• [ENTRIES SHOWN]

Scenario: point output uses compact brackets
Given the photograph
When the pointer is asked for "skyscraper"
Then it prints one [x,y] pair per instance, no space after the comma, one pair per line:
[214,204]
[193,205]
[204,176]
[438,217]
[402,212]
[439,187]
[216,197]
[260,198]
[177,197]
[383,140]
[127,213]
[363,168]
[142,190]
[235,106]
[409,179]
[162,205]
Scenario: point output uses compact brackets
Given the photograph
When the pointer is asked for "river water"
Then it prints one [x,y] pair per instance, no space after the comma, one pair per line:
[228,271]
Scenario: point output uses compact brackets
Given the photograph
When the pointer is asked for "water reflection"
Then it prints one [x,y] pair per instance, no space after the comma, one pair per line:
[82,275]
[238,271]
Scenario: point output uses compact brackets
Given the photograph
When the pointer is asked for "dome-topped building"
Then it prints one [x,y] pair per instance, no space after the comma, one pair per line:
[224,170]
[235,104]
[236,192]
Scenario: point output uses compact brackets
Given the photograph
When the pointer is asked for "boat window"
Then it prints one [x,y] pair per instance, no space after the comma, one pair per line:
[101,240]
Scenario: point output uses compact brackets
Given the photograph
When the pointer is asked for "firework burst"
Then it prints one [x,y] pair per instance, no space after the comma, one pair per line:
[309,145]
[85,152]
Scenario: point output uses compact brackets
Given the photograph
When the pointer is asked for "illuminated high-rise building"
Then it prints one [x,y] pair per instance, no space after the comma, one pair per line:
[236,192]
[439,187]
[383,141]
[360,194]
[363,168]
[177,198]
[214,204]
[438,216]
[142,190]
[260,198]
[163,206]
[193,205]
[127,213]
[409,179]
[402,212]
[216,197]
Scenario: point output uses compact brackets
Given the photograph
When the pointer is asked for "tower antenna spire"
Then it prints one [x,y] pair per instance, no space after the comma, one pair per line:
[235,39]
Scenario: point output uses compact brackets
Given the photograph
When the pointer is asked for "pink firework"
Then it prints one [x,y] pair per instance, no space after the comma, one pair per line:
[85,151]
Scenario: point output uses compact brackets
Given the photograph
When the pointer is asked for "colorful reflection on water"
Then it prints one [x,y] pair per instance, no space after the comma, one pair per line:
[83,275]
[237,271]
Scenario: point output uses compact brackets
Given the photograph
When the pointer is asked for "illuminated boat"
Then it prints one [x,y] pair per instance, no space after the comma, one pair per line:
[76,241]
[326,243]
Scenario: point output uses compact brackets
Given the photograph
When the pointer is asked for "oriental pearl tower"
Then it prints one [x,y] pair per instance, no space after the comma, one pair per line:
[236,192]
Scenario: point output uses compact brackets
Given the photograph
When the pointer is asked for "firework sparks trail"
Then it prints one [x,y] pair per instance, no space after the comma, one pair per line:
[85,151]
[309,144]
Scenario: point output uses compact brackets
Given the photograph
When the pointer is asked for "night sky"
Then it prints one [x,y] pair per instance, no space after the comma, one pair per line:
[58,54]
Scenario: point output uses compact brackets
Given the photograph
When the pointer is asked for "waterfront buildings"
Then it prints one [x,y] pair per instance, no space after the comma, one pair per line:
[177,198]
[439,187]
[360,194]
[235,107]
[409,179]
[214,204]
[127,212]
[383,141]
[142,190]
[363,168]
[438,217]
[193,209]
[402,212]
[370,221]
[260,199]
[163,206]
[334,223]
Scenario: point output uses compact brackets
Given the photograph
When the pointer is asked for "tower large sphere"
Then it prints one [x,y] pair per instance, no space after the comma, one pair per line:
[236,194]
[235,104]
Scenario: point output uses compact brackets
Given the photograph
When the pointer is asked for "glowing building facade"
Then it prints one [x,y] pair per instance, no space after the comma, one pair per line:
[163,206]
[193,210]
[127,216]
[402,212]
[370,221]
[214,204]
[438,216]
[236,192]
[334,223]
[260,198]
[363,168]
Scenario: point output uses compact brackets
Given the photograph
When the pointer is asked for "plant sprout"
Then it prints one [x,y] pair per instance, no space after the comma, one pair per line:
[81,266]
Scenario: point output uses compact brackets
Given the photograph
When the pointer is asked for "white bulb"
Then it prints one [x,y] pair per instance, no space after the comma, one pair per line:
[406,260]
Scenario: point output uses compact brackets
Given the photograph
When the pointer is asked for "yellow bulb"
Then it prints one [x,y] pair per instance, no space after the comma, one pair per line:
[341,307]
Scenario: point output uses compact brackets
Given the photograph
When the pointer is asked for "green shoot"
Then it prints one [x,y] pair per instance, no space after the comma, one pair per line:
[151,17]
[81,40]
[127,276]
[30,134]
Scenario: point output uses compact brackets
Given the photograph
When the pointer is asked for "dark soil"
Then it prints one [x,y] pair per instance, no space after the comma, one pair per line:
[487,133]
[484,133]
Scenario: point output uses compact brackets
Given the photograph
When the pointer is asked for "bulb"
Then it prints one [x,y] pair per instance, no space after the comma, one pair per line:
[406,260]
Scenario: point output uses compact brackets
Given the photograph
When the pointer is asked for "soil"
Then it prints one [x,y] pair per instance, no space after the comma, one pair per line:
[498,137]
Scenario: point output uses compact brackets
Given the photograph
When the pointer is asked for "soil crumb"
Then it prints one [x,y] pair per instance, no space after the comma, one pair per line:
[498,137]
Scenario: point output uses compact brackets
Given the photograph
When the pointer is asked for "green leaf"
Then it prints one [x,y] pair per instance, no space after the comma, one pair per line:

• [WHAT YOU SHOULD DO] Print the records above exactly as they appear.

• [CORRECT ANSWER]
Scenario: point output uses compact brackets
Given the photograph
When the pointer is asked for "skyscraper"
Then it prints one [x,y] pair per instance, no space after the comma, one pair per line:
[214,204]
[193,205]
[204,176]
[438,217]
[402,212]
[439,187]
[216,197]
[260,198]
[177,197]
[383,140]
[127,213]
[363,168]
[142,190]
[235,106]
[409,179]
[162,205]
Scenario: point output uses compact brackets
Given the photograph
When the pointer is asked for "river water"
Then it prints one [x,y] pair per instance, no space after the comma, one pair per line:
[228,271]
Scenario: point output uses compact brackets
Given the photograph
When the pointer is asked for "water reflection"
Then it prints one [x,y] pair per instance, no space after the comma, one pair per line:
[82,275]
[238,271]
Scenario: point output uses compact brackets
Given the photograph
When the pointer is asked for "dome-topped building"
Then it prints one [x,y] pair per instance, no space after the comma, one pair per line:
[224,170]
[235,104]
[236,192]
Scenario: point output uses compact brackets
Given the photograph
When the pointer is asked for "boat window"
Then it prints one [x,y] pair per instance, no space after the comma, one pair per line:
[101,240]
Scenario: point output uses compact brackets
Given the photograph
When the pointer is asked for "firework burst"
Then it prints one [x,y] pair per instance, no space after the comma, one pair per line:
[309,145]
[85,152]
Scenario: point output uses compact brackets
Given the photograph
When the pointer is asked for "illuminated high-rise building"
Then it prints one [x,y] pair per instance, no space after the comma, one pair per line:
[236,192]
[439,187]
[383,141]
[360,194]
[363,168]
[177,198]
[214,204]
[438,216]
[142,190]
[260,198]
[163,206]
[193,205]
[127,213]
[409,179]
[402,212]
[216,197]
Scenario: point output uses compact brackets
Given the photograph
When the pointer is asked for "tower antenna spire"
Then it prints one [x,y] pair per instance, no space after the comma, one pair per line:
[235,39]
Scenario: point output uses compact brackets
Given the photograph
When the pointer is asked for "pink firework"
Then it prints one [x,y] pair per instance, no space after the comma, one pair per line:
[85,151]
Scenario: point output uses compact brackets
Given the photograph
When the pointer is asked for "colorful reflection on water"
Then it prints one [x,y] pair per instance, no space after the comma, one pair per line:
[83,275]
[237,271]
Scenario: point output uses compact brackets
Given the photograph
When the pointer is asked for "illuminated boat"
Then it prints one [x,y] pair per instance, no space after the comma, one pair per line:
[76,241]
[326,243]
Scenario: point output uses compact brackets
Given the photograph
When the pointer is asked for "oriental pearl tower"
Then it prints one [x,y] pair per instance, no space after the comma, one pair per line:
[236,192]
Scenario: point output uses compact brackets
Given the photograph
When the pointer is asked for "firework sparks trail"
Then it prints one [x,y] pair per instance, no space after the comma, one pair per line:
[85,151]
[309,144]
Scenario: point output uses compact brackets
Given the photograph
When the pointer is asked for "night sky"
Then it prints one [x,y] pair per instance, no space after the comma, one pair per line:
[58,54]
Scenario: point output uses compact brackets
Given the photograph
When the pointer is asked for "waterfront buildings"
Then it prints one [x,y] pair per instance, no space after the comma, one pair per line:
[177,198]
[439,187]
[360,194]
[235,107]
[409,179]
[214,204]
[127,212]
[383,141]
[142,190]
[363,168]
[438,217]
[193,209]
[402,212]
[370,221]
[260,199]
[163,206]
[334,223]
Scenario: point output uses compact brackets
Given the photograph
When the pointer is asked for "tower large sphere"
Then it prints one [x,y] pair per instance, no space after the comma, one pair per line:
[236,194]
[235,104]
Scenario: point output uses compact brackets
Given the photograph
When the pointer is asked for "glowing building facade"
Then it prints one [x,y] pair per instance, no space after the comma, one pair per line:
[163,206]
[193,210]
[127,216]
[402,212]
[370,221]
[214,204]
[438,216]
[236,192]
[334,223]
[260,198]
[363,168]
Scenario: point output uses compact brackets
Given the photograph
When the pointer is asked for "plant sprout"
Then it prints one [x,y] pair per instance, no space after the comma, one pair per line:
[81,266]
Scenario: point output uses compact brackets
Given the photograph
When the pointer is asked for "white bulb"
Then it prints one [x,y] pair per instance, no space after the comma, one pair per line:
[406,260]
Scenario: point output uses compact brackets
Given the photograph
When the pointer is asked for "yellow bulb"
Then it prints one [x,y] pair per instance, no space after the comma, one pair per line:
[341,307]
Scenario: point output uses compact brackets
Given the photograph
When the pointer is asked for "green shoot"
Then it prints one [x,y] pair per instance, no space after the comma, one pair per line:
[151,17]
[81,40]
[127,276]
[30,134]
Scenario: point output uses compact brackets
Given the photograph
When the pointer is asked for "dark soil"
Then it prints one [x,y] pair per instance, no space after the comma, one pair per line:
[487,133]
[484,133]
Scenario: point output uses compact brackets
Given the photograph
When the pointer is asked for "bulb"
Then it prints one [x,y] pair per instance, no space after the comma, one pair per line:
[406,260]
Scenario: point output uses compact brackets
Given the photograph
When the pointer is asked for "soil"
Then it prints one [x,y] pair per instance, no space after the comma, one pair per line:
[498,137]
Scenario: point output uses compact brackets
Given the photograph
When the pointer is asked for "soil crumb"
Then it prints one [x,y] pair per instance, no space after the comma, one pair per line:
[498,137]
Scenario: point output uses compact brackets
Given the photograph
When the pointer is asked for "green leaf"
Then it prints one [x,y] pair per instance, no space after the comma, one pair per line:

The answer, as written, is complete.